** Directions for this task **
Return the tail of the records exactly, starting from the line containing "Target: statue pedestal" and ending with the final line.

** Task inputs **
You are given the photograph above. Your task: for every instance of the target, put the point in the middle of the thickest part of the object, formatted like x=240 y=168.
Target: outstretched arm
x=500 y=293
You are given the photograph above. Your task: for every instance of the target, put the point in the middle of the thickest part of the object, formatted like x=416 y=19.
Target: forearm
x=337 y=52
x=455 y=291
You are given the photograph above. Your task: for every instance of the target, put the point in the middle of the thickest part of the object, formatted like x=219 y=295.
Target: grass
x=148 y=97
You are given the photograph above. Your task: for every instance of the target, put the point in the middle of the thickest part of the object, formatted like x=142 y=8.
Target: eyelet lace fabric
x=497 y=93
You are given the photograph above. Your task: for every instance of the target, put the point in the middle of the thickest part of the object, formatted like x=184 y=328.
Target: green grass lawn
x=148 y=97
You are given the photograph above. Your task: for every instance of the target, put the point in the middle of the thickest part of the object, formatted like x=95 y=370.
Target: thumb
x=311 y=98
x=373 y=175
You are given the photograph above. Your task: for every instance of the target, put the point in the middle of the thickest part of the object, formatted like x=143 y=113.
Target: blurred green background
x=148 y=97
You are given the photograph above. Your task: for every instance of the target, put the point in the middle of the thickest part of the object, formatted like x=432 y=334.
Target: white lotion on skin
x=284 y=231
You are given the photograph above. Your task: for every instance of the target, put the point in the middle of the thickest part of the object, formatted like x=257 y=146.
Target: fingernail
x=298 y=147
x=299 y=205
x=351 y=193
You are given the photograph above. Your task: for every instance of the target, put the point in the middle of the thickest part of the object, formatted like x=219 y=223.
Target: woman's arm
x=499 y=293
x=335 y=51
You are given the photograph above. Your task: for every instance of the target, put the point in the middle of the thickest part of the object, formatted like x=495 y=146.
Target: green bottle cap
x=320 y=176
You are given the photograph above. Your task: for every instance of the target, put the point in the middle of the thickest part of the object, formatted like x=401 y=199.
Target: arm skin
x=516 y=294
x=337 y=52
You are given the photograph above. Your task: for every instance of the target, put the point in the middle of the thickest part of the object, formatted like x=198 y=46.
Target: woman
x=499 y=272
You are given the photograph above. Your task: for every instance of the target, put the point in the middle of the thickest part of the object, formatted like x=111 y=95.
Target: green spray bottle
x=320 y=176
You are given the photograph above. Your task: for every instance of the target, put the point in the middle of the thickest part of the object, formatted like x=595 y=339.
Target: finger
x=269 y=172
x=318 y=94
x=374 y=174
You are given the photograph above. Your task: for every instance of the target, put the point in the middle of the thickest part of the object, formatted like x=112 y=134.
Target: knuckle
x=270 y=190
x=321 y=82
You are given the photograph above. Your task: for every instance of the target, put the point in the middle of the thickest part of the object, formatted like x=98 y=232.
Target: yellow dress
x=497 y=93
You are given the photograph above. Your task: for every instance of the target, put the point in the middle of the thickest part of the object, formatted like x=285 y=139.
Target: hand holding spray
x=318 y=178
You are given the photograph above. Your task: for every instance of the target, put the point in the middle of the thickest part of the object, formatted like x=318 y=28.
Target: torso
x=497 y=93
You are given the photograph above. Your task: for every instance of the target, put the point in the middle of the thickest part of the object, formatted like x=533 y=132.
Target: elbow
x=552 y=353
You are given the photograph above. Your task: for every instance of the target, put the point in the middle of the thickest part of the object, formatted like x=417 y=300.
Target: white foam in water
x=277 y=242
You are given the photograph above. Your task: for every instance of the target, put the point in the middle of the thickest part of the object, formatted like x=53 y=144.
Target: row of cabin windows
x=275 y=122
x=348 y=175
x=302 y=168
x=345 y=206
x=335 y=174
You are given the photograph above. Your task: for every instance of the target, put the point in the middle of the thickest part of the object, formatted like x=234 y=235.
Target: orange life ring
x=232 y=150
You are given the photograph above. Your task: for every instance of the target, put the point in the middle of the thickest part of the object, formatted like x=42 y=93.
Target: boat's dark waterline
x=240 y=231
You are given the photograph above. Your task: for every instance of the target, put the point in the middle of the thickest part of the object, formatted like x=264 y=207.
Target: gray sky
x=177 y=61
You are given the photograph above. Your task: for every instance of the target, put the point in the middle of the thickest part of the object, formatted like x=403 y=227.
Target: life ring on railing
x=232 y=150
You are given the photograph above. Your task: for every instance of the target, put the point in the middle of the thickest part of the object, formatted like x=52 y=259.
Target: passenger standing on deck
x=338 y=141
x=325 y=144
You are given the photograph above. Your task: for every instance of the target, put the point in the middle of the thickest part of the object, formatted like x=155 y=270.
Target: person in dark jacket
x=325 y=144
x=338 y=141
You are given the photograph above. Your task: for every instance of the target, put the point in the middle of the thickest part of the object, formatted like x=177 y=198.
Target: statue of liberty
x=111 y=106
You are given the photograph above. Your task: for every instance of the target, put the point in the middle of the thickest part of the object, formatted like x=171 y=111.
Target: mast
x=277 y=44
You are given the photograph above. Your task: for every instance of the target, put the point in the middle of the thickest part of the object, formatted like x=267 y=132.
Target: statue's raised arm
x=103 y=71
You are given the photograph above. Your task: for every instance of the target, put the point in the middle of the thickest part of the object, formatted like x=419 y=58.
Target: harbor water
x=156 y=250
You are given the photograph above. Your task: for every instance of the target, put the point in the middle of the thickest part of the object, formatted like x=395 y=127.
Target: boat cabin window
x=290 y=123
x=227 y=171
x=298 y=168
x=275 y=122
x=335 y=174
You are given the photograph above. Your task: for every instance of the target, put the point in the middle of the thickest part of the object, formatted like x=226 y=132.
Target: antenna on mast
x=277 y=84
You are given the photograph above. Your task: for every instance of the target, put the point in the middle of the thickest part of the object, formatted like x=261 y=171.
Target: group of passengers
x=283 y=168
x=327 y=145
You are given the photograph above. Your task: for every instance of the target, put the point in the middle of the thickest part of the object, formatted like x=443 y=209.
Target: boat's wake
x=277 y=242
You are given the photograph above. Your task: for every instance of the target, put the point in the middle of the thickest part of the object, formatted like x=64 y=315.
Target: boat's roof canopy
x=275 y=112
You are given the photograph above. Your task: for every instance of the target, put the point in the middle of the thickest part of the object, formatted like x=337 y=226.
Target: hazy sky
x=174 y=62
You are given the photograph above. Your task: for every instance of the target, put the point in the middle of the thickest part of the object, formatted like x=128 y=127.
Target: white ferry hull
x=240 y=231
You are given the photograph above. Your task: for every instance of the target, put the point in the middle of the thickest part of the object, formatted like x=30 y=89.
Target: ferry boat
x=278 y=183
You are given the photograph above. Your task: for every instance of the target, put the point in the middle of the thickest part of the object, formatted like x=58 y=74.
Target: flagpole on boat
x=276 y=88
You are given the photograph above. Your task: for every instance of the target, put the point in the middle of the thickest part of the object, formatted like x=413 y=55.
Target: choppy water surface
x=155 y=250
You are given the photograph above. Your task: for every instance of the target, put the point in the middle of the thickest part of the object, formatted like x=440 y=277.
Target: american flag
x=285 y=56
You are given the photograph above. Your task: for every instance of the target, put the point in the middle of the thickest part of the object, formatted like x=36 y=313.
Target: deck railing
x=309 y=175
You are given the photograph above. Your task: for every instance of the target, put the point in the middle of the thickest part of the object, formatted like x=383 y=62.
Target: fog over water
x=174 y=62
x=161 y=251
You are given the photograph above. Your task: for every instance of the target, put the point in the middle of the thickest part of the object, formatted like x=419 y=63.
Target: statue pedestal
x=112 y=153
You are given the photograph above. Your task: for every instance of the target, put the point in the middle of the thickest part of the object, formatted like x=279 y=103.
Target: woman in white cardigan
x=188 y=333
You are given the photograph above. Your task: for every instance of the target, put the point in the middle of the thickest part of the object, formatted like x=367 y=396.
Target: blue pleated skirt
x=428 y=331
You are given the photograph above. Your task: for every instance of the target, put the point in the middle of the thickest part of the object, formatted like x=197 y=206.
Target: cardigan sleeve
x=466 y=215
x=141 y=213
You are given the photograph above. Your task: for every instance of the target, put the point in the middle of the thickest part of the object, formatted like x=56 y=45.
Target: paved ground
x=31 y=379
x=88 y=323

** Task output **
Target: statue pedestal
x=112 y=153
You are given the photograph above. Your task: for every instance of the target, put the point in the middle of the thickest part of the object, formatted like x=279 y=103.
Target: woman in white cardigan
x=188 y=333
You are given the photograph above. Your task: for every instance of the target, put the point in the middle of the thickest part of the object, formatted like x=367 y=396.
Target: blue pleated skirt
x=428 y=331
You are given the photograph above. Your task: for every instance of the target, put the point in the middle of the thickest part of the object, formatted like x=197 y=206.
Target: cardigan sleeve
x=466 y=215
x=141 y=213
You are given the photograph above. Your task: for every instance of the target, put the point in the middle of the thickest part of the object, formatted like x=56 y=45.
Target: paved ground
x=31 y=379
x=88 y=323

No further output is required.